**WORK ORDER 1**.
Answer these questions from the book description.
(a) For what prize was the collection shortlisted?
(b) Which of Leontia Flynn's collections is The Radio?
(c) Which work by Plath does the book description name?
**WORK ORDER 2**.
Decide whether each statement agrees with the book description, and support each answer with a quotation from it.
(a) The opening sequence was written after the death of Flynn's mother.
(b) The collection contains an elegy for Seamus Heaney.
(c) The long poem imagines Flynn's own experiences in Northern Ireland during the Troubles.
**WORK ORDER 3**. List every adjective that follows "Leontia Flynn's poems are" in the book description.

**PROVIDED PASSAGE**.
============

Shortlisted for the 2017 T. S. Eliot Prize
In her fourth collection, Leontia Flynn rehearses and resolves the concerns and forms of previous books, beginning with a sequence written in the aftermath of her father's death from Alzheimer's disease and during the care of her daughter in infancy. Moving on to explore the constructed nature of childhood, via a long poem imagining her mother's experiences in Northern Ireland during the Troubles, and in an elegy for Seamus Heaney, the poems also seek to contrast the isolation and privacy of an experience of family life with increasingly pervasive and relentless digital technologies.
Drawing on a range of other voices and literary exemplars, including a tradition of verse drama and dialogues, and particularly Plath's 'Three Women', The Radio sees writing poems as a communication that begins with an act of interior listening, for sounds and forms, and to personal sources of meaning.
The Radio explores the pressure the interior life faces from both the usual quotidian struggles and the new stridency and quick-fire certainties of virtual communication. Showing her superb mastery of form, Leontia Flynn's poems are fragile, funny, observant and engaging - reminding us, once again, of her originality and importance.

============

**SUPPLIED INFORMATION**.
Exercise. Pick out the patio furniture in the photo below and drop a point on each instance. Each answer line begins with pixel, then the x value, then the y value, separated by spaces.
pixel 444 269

============

**WRITTEN RESPONSE 1**.
(a) The 2017 T. S. Eliot Prize.
(b) Her fourth collection.
(c) 'Three Women'.

**WRITTEN RESPONSE 2**.
(a) No: "beginning with a sequence written in the aftermath of her father's death from Alzheimer's disease"
(b) Yes: "in an elegy for Seamus Heaney"
(c) No: "a long poem imagining her mother's experiences in Northern Ireland during the Troubles"

**WRITTEN RESPONSE 3**. fragile, funny, observant, engaging